What is needed is an exact repeat of the lines from the line containing "Target: blurred green background" through the final line of the entries below, and nothing else.

Dataset rows:
+-------+
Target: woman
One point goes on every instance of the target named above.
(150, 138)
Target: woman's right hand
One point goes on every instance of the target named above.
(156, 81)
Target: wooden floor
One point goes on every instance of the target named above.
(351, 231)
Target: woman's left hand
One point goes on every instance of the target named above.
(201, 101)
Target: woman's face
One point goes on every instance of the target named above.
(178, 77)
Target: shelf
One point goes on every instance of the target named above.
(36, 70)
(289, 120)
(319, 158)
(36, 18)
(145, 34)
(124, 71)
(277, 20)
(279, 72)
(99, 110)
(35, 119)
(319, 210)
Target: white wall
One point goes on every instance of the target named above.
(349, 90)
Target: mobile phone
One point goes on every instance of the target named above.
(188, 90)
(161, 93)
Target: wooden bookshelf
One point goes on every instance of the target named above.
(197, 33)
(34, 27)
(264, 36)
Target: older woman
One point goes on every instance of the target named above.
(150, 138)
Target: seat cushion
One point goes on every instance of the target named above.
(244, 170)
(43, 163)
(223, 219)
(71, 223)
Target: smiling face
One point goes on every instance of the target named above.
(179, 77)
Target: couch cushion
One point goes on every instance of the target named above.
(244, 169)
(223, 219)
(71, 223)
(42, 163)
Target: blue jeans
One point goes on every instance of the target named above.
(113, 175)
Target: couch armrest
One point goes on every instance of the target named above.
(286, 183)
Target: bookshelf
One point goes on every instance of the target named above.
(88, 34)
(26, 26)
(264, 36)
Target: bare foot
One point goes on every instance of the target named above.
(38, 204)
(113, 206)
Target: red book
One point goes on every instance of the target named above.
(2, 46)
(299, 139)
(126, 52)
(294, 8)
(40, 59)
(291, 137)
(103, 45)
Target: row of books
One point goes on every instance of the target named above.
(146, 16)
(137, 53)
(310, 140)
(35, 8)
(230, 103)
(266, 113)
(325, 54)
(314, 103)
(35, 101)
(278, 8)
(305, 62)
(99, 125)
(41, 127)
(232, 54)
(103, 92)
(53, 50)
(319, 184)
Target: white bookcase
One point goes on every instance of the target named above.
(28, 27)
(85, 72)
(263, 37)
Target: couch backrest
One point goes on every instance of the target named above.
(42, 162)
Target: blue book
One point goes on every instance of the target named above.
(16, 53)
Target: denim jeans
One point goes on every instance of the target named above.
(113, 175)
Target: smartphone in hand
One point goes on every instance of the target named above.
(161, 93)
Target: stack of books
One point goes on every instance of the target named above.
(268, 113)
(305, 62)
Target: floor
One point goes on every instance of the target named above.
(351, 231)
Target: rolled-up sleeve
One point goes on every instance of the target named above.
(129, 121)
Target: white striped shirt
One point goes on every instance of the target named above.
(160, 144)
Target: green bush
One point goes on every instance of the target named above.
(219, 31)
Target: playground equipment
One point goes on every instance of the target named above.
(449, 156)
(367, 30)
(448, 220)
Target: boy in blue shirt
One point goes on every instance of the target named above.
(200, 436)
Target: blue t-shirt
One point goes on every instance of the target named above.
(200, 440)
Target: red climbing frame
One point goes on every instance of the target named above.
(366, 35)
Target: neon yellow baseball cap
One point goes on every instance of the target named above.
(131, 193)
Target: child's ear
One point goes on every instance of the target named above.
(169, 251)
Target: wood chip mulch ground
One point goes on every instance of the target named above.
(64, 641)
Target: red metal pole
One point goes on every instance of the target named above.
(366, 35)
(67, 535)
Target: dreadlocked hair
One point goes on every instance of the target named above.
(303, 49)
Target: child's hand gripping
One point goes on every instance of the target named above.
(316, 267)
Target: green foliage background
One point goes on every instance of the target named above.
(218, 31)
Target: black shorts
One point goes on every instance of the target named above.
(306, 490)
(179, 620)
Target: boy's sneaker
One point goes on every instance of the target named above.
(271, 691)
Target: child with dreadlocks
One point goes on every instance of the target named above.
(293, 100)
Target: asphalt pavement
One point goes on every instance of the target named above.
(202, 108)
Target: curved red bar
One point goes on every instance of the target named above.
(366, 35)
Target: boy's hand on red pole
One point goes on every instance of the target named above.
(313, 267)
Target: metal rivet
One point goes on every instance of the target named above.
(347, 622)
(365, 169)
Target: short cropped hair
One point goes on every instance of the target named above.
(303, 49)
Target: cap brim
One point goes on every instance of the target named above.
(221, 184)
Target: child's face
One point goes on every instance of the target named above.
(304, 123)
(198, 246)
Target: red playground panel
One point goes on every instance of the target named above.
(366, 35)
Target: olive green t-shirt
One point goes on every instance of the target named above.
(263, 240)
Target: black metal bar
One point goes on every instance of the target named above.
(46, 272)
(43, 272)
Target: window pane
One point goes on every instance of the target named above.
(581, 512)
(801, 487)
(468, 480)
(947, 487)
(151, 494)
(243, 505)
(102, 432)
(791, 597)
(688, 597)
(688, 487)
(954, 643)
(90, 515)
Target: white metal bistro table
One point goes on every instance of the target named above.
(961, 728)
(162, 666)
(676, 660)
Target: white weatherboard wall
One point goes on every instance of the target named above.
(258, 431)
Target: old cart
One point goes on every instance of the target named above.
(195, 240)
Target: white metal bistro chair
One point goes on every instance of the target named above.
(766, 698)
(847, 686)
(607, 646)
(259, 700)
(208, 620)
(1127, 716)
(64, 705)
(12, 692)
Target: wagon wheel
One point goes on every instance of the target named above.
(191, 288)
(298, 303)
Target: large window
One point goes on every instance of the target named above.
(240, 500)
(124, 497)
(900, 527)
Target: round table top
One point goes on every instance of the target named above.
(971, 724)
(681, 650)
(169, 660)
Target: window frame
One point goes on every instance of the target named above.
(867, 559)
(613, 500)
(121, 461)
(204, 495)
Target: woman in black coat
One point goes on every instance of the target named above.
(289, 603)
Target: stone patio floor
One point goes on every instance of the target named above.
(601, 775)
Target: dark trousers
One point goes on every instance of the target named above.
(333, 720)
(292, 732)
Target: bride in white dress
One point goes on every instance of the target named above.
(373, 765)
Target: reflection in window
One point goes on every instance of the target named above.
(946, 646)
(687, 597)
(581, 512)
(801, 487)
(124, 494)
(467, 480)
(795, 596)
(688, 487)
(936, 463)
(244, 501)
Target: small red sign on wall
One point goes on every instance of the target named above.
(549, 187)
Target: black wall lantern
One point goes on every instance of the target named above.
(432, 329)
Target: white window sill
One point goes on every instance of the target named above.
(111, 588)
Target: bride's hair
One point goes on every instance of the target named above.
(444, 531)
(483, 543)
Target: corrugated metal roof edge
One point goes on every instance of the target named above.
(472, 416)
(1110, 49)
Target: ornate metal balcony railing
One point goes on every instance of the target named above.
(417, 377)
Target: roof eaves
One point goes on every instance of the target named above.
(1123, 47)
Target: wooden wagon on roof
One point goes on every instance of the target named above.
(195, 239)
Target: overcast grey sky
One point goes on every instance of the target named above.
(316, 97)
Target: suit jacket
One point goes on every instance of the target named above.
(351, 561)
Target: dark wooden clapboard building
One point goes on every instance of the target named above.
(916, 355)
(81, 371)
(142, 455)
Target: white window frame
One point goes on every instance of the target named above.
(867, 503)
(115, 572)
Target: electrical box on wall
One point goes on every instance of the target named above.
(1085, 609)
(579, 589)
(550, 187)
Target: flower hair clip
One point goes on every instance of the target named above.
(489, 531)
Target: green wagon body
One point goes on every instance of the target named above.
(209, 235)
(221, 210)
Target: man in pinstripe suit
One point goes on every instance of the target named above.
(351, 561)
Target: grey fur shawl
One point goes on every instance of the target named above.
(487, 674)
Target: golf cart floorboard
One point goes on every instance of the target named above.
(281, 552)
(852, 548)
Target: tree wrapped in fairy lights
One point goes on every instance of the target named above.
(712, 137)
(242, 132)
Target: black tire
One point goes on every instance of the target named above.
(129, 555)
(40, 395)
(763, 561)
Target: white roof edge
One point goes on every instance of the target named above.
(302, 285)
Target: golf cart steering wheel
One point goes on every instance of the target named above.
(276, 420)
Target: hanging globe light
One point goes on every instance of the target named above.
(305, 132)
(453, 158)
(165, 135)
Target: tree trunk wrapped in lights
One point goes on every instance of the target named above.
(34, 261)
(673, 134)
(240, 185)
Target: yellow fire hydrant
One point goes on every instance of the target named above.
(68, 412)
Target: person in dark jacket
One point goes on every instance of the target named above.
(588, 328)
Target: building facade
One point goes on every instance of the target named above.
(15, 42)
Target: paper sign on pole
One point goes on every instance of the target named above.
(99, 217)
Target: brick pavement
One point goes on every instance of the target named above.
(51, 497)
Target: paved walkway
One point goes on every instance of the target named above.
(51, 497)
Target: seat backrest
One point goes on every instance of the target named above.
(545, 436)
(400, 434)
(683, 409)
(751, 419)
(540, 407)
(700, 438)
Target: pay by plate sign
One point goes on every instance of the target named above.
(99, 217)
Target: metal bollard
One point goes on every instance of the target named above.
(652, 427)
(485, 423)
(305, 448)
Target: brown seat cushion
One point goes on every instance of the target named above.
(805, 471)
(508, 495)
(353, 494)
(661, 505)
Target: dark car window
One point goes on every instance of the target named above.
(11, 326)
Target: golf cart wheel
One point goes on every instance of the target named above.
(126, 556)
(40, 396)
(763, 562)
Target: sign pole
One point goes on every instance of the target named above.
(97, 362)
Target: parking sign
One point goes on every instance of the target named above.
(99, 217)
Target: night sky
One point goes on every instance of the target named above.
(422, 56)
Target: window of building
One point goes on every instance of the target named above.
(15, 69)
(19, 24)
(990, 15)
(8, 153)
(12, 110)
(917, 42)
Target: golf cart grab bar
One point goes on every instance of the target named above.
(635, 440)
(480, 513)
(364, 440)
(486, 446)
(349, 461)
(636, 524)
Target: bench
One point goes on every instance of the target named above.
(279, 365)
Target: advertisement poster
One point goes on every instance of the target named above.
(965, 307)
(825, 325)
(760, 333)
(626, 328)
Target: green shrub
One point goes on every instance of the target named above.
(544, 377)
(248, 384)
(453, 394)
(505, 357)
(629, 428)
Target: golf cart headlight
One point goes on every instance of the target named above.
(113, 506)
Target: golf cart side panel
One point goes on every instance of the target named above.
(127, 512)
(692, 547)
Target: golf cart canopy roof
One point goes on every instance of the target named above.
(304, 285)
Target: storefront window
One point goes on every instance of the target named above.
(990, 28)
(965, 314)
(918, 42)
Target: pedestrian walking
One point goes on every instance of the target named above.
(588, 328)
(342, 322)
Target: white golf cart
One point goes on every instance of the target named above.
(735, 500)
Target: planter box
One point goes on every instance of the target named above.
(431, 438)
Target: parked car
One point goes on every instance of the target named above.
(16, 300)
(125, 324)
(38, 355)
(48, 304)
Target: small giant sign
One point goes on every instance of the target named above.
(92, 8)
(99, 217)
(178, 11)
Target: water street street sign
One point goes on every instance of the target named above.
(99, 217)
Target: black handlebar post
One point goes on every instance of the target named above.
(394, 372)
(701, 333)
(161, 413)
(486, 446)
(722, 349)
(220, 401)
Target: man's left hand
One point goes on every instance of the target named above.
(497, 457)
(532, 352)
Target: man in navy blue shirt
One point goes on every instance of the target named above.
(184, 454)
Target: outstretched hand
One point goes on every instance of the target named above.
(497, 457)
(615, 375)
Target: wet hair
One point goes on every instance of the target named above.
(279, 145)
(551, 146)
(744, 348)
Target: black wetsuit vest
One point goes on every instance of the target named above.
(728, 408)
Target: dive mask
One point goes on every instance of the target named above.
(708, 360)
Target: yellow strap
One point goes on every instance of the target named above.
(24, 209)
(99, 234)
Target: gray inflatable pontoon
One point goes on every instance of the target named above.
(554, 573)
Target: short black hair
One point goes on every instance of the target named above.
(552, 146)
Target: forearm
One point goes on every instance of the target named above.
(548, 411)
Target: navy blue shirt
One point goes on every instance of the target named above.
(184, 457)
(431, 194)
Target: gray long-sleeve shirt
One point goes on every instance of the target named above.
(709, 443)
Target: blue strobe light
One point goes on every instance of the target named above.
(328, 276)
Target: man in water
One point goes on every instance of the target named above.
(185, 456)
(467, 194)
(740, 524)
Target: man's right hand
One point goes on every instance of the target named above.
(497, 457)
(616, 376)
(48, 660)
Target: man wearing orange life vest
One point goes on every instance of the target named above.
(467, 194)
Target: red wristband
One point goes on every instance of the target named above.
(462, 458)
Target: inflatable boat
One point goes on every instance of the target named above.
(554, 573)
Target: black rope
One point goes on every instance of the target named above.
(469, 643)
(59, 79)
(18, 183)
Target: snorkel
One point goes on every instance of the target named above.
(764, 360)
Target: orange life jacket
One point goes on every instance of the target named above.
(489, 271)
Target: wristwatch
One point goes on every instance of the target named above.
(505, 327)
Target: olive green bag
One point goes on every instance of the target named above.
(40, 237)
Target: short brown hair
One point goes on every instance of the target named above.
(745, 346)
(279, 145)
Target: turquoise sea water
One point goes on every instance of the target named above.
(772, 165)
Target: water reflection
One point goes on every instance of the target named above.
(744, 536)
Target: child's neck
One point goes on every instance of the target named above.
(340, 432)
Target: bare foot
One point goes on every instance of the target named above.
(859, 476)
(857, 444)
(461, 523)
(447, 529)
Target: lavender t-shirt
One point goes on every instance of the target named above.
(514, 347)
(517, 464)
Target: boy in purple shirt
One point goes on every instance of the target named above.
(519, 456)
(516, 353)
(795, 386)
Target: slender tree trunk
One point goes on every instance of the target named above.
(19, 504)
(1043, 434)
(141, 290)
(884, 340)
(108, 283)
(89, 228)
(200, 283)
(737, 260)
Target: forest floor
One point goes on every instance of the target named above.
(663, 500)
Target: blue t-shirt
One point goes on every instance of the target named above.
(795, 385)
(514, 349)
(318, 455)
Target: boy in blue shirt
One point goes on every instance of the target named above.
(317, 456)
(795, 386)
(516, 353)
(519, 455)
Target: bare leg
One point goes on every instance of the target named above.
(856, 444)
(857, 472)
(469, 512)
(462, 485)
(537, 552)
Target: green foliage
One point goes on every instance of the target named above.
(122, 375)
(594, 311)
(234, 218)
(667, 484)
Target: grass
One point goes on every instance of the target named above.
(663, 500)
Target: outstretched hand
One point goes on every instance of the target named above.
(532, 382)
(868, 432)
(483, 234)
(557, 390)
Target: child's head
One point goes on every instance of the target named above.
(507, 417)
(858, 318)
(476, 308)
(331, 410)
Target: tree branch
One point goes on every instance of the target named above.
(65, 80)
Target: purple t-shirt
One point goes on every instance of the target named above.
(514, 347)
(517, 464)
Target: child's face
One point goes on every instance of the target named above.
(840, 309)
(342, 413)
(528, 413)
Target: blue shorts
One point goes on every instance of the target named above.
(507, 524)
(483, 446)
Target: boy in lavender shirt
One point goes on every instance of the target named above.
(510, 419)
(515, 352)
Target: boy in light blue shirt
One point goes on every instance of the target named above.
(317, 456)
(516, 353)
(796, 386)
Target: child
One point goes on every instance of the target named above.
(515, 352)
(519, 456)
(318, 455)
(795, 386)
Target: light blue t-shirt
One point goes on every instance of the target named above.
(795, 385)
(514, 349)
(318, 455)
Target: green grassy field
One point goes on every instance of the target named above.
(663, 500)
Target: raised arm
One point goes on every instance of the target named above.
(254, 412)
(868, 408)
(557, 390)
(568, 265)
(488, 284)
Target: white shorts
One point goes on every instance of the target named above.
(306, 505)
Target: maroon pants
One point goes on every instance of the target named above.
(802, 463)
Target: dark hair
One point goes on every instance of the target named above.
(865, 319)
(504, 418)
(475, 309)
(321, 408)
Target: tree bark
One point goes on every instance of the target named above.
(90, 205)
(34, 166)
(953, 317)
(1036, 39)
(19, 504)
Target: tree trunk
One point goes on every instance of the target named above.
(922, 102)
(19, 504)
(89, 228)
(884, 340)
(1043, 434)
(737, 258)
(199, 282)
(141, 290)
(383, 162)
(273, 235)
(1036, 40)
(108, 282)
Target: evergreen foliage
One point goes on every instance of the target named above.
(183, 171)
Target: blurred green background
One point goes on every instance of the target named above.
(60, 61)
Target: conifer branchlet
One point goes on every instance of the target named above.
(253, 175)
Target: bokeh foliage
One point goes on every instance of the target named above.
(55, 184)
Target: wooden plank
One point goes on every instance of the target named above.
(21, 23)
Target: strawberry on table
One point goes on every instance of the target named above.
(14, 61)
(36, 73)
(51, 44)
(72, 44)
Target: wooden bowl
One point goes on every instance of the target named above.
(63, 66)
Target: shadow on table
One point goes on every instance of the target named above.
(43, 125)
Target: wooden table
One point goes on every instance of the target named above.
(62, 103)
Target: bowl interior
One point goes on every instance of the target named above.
+-------+
Answer to the exercise:
Target: blurred green background
One point goes on every instance of the target named above.
(60, 61)
Target: conifer branchlet
One point goes on every instance of the target named above.
(253, 175)
Target: bokeh foliage
One point goes on every instance of the target named above.
(55, 184)
Target: wooden plank
One point goes on every instance of the target named above.
(21, 23)
Target: strawberry on table
One point goes on every instance of the target named above.
(14, 61)
(36, 73)
(51, 44)
(72, 44)
Target: wooden bowl
One point goes on every instance of the target named above.
(63, 66)
Target: shadow on table
One point goes on every instance of the target named above.
(43, 125)
Target: wooden table
One point goes on every instance of the target named above.
(62, 103)
Target: bowl interior
One point goes on every instance of the target named above.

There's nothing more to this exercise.